*Exercise requirements:*
1 – Please summarize the Slate Milk article in two sentences.
2 – Pick up the Slate Milk article after its final sentence and keep writing it.

*Excerpted passage:*
● ● ● ● ● ● ●
Chocolate milk brand Slate Milk raises additional $3.3m in seed round, expands distribution to 4,000 stores


 Slate Milk ​has grown 300% in the past year and increased its head count from three to 30 employees, said co-founder Manny Lubin, who claims Millennials love chocolate milk, but want something with more protein and less sugar in a format that’s “a bit more hip than that bottle of YooHoo​.”

The Slate brand is still learning what is resonating with shoppers, but key usage occasions include breakfast, the 3pm pick-me-up, post workout and late night treat,​ said Lubin, who founded the company with college friend Josh Belinsky in 2018.

The heaviest users are “active millennials and healthy-minded parents, typically aged 20-44, that are exercising weekly, trying to increase protein and decrease sugar in their (or their children’s) diet,” ​Lubin told FoodNavigator-USA.

“Our repeat purchase rate online in the past 30 days is double from what it was all of 2020, and we believe it’s due to not only the taste improvement​ [the brand recently went from 17g protein and 9g added sugar to 20g protein and 0g added sugar], but also the nutritional makeup of the products.”
● ● ● ● ● ● ●
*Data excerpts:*
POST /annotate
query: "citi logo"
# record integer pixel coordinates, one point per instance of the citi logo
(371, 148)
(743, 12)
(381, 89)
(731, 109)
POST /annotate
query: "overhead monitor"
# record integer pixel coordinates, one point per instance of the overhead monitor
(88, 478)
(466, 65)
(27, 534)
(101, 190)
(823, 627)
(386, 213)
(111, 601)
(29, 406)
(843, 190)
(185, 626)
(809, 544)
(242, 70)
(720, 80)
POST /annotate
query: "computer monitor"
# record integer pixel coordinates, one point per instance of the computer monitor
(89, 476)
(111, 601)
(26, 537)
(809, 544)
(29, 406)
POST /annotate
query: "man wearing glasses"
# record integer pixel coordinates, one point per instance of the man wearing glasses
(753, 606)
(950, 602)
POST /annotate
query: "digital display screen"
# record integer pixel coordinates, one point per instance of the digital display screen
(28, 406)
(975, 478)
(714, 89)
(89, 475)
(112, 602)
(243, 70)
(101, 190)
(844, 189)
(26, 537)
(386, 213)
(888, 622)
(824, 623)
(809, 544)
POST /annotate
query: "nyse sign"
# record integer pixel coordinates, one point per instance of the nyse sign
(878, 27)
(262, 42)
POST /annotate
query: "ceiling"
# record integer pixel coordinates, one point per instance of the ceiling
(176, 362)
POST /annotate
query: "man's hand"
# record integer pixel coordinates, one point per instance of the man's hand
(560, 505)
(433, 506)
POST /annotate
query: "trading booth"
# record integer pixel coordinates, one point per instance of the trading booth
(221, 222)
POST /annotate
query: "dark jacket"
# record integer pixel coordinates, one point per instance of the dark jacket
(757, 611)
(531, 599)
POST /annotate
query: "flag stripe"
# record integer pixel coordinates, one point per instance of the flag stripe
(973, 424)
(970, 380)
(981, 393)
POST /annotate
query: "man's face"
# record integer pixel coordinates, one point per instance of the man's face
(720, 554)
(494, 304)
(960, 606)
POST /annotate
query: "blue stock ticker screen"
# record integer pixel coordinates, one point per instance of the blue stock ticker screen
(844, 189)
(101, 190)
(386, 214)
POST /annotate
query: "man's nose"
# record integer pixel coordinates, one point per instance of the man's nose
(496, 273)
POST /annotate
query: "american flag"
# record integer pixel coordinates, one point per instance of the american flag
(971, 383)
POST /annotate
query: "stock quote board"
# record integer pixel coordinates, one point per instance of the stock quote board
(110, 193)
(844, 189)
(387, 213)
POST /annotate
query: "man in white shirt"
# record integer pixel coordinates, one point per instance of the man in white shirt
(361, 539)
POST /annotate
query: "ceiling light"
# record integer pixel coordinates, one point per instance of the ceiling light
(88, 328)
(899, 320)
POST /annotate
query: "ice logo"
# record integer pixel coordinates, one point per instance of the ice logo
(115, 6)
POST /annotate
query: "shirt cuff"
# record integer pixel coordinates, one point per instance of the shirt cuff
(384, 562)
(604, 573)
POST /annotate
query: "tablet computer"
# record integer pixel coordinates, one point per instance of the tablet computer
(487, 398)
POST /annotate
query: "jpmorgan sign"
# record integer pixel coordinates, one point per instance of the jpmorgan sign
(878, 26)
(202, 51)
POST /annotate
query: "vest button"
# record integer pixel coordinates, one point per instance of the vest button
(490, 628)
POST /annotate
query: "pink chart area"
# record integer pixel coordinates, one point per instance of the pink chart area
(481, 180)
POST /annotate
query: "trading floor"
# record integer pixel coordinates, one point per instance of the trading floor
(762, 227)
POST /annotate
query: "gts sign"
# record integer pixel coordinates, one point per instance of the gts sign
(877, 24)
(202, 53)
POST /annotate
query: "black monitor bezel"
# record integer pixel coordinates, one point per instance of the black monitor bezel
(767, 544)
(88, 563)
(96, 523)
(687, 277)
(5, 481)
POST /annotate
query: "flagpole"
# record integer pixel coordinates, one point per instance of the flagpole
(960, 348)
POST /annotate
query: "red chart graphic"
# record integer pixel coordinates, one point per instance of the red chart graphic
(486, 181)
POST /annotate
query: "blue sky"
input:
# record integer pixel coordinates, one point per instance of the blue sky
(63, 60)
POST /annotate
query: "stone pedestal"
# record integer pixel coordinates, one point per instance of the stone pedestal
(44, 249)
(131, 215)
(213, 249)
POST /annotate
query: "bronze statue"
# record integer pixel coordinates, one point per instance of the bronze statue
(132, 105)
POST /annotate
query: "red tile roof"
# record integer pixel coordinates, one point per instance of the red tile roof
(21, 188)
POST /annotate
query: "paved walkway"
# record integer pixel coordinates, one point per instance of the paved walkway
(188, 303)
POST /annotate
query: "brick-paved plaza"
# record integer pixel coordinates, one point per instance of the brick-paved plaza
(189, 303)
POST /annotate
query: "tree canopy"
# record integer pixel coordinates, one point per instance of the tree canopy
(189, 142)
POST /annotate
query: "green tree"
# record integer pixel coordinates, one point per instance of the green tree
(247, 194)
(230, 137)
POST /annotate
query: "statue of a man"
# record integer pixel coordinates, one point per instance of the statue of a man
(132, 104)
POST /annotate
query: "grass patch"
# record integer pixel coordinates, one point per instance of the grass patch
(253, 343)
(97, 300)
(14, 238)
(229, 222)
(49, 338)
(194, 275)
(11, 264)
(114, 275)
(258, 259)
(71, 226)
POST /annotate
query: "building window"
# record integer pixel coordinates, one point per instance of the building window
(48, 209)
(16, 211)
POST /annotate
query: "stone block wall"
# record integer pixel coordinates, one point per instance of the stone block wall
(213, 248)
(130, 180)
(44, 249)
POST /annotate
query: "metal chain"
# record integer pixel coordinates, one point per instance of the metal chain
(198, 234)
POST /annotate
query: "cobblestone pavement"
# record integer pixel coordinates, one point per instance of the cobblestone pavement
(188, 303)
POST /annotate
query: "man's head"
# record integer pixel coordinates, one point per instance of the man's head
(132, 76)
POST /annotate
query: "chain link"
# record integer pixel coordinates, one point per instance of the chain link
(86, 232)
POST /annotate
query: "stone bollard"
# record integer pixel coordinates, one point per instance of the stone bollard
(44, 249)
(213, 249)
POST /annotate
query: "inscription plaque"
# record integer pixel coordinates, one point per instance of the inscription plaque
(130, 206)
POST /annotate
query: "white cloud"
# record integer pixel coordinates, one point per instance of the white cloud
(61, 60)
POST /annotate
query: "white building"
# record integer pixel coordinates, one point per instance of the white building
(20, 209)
● ● ● ● ● ● ●
*List of answers:*
1 – Slate Milk, the chocolate milk brand Manny Lubin co-founded with Josh Belinsky in 2018, has raised an additional $3.3m in its seed round, expanded distribution to 4,000 stores, grown 300% in the past year, and gone from three to 30 employees. Its heaviest users are active millennials and healthy-minded parents aged 20-44, and Lubin credits its recent switch to 20g protein and 0g added sugar, along with the products' nutritional makeup, for an online repeat purchase rate in the past 30 days that is double what it was for all of 2020.

2 –
‘The product has been very well received by the fitness and sports communities’

Retail partners include Harris Teeter, Giant Food, Giant Martin’s, Wakefern, Hannaford, Bristol Farms, Central Market, Whole Foods,Wegmans, and Publix, said Lubin, who says the brand is now sold in around 4,000 stores as well as online at slatemilk.com and Amazon.

We are now sold in dozens of gyms and fitness centers across the country, and also now sell to a handful of professional sports teams. This is a channel we are starting to put more of a focus on as the product has been very well received by the fitness and sports communities due to its high protein and low sugar content.”